Rewrite the data below with "photo" swapped for "image" everywhere, changing nothing else. Leave out the pictures.

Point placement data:
---
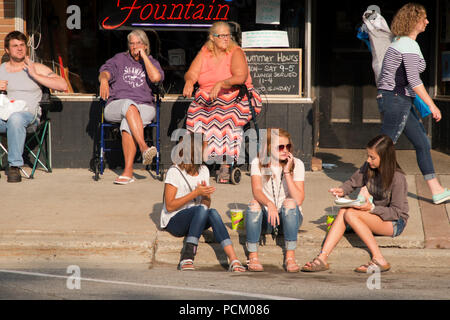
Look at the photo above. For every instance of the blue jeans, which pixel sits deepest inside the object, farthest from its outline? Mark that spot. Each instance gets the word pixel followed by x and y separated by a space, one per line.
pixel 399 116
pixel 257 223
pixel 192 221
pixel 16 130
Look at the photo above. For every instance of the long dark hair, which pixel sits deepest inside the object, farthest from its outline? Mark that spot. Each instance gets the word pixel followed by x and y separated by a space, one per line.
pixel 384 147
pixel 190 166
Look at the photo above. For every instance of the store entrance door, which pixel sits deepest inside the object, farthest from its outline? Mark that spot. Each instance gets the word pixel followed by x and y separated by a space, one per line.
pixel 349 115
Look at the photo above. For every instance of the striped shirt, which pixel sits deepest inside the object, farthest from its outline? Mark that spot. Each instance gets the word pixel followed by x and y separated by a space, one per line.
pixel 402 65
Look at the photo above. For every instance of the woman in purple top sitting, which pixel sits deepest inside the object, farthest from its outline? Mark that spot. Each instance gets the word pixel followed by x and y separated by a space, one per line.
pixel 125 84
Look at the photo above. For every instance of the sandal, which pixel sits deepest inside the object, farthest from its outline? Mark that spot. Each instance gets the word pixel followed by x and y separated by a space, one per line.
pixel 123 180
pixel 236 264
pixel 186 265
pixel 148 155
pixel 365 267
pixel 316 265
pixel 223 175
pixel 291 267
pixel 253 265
---
--- Problem solution ---
Look at the image above. For every instance of the blue jeans, which pixel sits deepest inside the object, farthest from its outline? Mark that spot. Each instance gets the word pixel followed by x and y separated by a space, one per line.
pixel 399 116
pixel 257 223
pixel 192 221
pixel 16 130
Look at the image above. For every instance of the long dark hair, which pixel sits deepest inside the object, farthest from its outline? Mark that spot. Each instance gets the word pixel followed by x and y separated by a space, one per line.
pixel 384 147
pixel 190 166
Look at the image above. For every instance of the store entrance door, which pixel sits deepest inside the object, farthest from its outline? Mark that spot. Each instance gets the word pixel followed by x and y separated by a space, one per line.
pixel 349 115
Look at the image above. For every instance of the striped shirt, which pixel sits deepest inside the object, farthest from its outline? Mark that spot. Each instance gets the word pixel followed by x and y separated by a space, one per line.
pixel 402 65
Look at the image above. For every instance of the woman in purple top sitting, which pixel sits deepest inside the object, farthest from its outline? Mark that spot. Each instance gets the word pixel followed by x and y separated by a space, one per line.
pixel 125 84
Look at the image above. For every instance of the sandal, which pixel sits deepest inside the object, farthest from its outline? Mark that spot. Each instance gets the word pixel followed by x and y separated by a space, one per line.
pixel 123 180
pixel 236 264
pixel 186 265
pixel 148 155
pixel 365 267
pixel 316 265
pixel 223 175
pixel 291 267
pixel 253 265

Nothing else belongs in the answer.